• _Goal of the exercise_: Recast the part of the records that opens with the line containing "Target: bed post" and runs through the end of the records as a Markdown table, skipping blank lines. Use the columns Row and Record line, with the row number in the first and the line in the second.

(Entries from a dataset)

◇ ◇ ◇ ◇ ◇

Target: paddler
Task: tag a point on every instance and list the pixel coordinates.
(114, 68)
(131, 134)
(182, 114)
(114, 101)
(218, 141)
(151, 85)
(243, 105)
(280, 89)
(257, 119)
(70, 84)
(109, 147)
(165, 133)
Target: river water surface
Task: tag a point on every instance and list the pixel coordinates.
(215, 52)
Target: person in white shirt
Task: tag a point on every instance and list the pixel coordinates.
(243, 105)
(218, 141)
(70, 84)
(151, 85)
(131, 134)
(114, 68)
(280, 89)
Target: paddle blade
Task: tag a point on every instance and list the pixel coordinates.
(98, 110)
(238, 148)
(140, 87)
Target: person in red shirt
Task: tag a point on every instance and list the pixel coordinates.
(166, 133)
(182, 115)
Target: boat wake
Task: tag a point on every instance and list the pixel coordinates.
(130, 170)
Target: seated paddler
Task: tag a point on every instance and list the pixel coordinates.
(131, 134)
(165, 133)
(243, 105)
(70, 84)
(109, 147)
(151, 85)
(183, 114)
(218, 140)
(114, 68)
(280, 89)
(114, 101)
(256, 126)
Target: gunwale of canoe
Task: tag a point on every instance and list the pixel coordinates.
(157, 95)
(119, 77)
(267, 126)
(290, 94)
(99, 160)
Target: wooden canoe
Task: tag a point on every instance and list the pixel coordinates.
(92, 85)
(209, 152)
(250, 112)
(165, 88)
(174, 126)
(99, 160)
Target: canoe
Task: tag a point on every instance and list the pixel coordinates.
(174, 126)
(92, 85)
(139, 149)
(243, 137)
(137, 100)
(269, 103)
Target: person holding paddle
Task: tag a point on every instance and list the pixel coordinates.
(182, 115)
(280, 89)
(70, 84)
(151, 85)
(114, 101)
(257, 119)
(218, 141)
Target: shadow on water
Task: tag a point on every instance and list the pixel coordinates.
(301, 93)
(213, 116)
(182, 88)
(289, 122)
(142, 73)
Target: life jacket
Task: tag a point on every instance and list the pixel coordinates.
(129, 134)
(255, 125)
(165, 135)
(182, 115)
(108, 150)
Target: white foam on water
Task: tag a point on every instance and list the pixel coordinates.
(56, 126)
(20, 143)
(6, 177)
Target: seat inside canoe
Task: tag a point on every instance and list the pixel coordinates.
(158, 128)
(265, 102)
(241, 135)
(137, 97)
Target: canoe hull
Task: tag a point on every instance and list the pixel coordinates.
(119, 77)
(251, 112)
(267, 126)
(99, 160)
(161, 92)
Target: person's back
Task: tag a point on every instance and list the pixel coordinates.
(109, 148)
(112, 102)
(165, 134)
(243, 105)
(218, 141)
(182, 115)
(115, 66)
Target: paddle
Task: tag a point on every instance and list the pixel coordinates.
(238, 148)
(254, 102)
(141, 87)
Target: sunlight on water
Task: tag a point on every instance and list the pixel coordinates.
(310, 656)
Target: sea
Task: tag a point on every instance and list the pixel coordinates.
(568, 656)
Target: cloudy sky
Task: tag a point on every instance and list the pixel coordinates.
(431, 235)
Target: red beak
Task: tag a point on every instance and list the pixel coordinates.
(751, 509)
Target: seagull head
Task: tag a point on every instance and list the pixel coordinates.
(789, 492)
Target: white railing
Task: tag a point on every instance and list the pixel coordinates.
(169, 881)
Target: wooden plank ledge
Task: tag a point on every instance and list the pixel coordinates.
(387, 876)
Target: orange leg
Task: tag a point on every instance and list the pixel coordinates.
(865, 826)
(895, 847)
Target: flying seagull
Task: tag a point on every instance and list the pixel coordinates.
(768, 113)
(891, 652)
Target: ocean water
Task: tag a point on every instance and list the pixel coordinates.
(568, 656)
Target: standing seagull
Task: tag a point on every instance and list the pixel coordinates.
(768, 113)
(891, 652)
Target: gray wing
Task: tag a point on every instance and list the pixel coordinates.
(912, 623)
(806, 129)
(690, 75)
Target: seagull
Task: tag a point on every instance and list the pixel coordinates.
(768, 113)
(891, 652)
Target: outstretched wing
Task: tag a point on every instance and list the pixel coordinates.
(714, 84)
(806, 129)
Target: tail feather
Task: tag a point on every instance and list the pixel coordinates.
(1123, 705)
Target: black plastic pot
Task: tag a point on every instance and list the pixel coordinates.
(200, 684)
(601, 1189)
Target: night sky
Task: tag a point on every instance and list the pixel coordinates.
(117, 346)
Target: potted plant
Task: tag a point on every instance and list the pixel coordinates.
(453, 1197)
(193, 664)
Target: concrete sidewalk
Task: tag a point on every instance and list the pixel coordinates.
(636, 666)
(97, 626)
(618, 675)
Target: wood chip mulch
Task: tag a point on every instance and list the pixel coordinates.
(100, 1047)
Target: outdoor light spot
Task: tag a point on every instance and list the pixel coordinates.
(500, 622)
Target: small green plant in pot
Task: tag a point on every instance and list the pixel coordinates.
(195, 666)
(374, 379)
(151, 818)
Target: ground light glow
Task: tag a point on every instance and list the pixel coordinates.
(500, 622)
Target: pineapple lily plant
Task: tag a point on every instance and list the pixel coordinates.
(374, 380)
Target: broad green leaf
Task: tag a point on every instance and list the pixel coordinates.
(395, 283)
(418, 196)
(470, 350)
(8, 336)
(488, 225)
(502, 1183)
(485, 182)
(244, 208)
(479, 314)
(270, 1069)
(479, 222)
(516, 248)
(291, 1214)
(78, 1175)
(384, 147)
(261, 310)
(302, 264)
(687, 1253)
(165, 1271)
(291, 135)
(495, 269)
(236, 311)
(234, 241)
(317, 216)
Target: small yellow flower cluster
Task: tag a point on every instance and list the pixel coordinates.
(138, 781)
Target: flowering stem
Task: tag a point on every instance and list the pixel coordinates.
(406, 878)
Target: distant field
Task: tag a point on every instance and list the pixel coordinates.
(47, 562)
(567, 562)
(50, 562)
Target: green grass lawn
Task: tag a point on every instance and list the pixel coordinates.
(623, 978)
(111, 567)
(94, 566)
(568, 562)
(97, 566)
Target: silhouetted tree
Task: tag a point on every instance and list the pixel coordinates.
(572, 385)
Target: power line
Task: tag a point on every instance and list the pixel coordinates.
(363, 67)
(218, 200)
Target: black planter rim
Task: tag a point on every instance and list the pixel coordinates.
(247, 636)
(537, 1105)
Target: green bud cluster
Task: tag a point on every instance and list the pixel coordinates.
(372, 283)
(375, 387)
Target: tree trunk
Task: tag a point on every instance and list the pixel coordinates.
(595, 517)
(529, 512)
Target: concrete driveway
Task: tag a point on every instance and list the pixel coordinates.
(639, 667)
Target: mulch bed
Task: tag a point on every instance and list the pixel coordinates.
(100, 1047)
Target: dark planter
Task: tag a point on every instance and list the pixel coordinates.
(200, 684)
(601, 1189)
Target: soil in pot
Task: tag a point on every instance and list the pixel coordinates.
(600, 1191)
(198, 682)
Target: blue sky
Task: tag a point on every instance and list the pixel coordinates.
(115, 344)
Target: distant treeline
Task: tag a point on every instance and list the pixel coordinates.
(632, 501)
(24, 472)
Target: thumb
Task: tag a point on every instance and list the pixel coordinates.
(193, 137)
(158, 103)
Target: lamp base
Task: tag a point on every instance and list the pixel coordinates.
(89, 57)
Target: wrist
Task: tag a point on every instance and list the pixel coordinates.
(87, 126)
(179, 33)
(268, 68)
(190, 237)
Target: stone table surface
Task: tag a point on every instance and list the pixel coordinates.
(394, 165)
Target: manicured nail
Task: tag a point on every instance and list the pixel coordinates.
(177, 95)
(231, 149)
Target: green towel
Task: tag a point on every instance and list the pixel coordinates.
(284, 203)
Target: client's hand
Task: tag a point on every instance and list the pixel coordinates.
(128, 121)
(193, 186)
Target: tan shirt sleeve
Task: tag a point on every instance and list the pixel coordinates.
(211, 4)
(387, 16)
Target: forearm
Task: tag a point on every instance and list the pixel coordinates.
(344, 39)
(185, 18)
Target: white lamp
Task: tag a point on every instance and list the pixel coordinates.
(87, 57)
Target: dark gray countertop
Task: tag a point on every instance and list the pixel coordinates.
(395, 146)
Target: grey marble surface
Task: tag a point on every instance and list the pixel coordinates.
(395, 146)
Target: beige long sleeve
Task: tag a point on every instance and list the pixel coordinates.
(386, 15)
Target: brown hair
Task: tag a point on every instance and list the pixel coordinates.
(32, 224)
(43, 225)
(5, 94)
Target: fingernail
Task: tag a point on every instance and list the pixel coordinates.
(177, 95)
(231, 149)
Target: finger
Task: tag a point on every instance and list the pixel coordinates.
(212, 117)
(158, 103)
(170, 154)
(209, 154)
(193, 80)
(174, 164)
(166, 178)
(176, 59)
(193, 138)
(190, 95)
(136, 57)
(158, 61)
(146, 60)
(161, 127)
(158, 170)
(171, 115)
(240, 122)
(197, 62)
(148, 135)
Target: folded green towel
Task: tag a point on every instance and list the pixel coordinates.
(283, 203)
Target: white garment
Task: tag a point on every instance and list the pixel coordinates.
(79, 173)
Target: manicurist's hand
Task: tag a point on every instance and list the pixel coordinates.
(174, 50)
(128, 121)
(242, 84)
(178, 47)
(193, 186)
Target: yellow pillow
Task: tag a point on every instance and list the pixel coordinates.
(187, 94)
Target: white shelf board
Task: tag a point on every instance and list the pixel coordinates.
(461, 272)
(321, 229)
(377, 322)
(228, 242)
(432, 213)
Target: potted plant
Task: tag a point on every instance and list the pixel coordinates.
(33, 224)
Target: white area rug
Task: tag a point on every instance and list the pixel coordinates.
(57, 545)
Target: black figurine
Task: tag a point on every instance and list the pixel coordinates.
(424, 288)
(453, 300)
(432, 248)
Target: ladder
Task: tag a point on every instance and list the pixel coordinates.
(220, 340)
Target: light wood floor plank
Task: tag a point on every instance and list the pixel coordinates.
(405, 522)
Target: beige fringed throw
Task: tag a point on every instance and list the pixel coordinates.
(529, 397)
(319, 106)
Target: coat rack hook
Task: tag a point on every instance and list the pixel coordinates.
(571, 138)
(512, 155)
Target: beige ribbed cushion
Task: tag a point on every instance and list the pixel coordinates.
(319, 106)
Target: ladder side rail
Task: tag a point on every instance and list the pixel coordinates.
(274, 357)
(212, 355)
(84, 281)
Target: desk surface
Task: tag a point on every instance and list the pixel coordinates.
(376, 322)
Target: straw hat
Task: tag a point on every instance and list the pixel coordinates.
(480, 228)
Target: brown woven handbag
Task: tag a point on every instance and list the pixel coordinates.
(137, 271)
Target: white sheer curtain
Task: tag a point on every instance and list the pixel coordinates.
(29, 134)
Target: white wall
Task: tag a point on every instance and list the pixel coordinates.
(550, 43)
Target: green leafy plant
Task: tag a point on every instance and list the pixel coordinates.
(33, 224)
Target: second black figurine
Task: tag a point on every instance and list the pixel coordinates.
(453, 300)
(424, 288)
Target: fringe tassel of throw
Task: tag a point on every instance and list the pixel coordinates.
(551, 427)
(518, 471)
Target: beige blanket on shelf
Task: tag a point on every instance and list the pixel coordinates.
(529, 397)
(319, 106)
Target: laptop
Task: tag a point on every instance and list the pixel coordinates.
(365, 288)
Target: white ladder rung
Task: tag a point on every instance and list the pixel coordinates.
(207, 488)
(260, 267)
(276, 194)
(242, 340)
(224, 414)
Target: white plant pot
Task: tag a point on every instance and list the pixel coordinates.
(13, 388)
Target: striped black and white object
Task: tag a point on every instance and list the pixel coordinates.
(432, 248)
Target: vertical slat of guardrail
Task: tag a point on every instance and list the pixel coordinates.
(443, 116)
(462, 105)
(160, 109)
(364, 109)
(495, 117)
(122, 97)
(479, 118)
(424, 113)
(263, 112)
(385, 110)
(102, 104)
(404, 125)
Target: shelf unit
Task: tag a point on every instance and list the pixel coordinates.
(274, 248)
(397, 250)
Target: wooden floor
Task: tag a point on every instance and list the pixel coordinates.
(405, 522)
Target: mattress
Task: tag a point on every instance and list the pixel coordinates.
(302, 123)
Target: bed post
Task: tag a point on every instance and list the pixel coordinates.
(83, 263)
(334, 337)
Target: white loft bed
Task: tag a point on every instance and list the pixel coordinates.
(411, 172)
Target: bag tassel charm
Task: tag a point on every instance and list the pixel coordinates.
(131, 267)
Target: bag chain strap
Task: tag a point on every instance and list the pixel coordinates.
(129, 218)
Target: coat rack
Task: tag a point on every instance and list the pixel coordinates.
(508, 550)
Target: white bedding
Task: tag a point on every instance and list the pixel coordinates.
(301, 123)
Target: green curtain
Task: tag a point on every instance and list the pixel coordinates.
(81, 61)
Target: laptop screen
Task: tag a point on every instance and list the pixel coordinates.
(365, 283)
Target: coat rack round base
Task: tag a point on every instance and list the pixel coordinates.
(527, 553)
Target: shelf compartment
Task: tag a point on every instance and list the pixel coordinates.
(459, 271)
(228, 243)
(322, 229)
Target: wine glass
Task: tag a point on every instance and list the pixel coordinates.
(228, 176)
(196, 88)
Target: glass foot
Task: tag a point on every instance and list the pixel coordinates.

◇ ◇ ◇ ◇ ◇

• _The response_:
| Row | Record line |
|---|---|
| 1 | Target: bed post |
| 2 | Task: tag a point on every instance and list the pixel coordinates. |
| 3 | (83, 263) |
| 4 | (334, 337) |
| 5 | Target: white loft bed |
| 6 | Task: tag a point on every instance and list the pixel coordinates. |
| 7 | (411, 172) |
| 8 | Target: bag tassel charm |
| 9 | Task: tag a point on every instance and list the pixel coordinates. |
| 10 | (131, 267) |
| 11 | Target: bag chain strap |
| 12 | Task: tag a point on every instance and list the pixel coordinates. |
| 13 | (129, 218) |
| 14 | Target: coat rack |
| 15 | Task: tag a point on every instance and list the pixel coordinates. |
| 16 | (508, 550) |
| 17 | Target: white bedding |
| 18 | Task: tag a point on every instance and list the pixel coordinates. |
| 19 | (301, 123) |
| 20 | Target: green curtain |
| 21 | Task: tag a point on every instance and list the pixel coordinates. |
| 22 | (81, 61) |
| 23 | Target: laptop screen |
| 24 | Task: tag a point on every instance and list the pixel coordinates. |
| 25 | (365, 283) |
| 26 | Target: coat rack round base |
| 27 | Task: tag a point on every instance and list the pixel coordinates. |
| 28 | (527, 553) |
| 29 | Target: shelf compartment |
| 30 | Task: tag a point on every instance and list the pixel coordinates. |
| 31 | (459, 271) |
| 32 | (228, 243) |
| 33 | (322, 229) |
| 34 | Target: wine glass |
| 35 | Task: tag a point on every instance and list the pixel coordinates. |
| 36 | (228, 176) |
| 37 | (196, 88) |
| 38 | Target: glass foot |
| 39 | Task: tag a point on every instance and list the pixel coordinates. |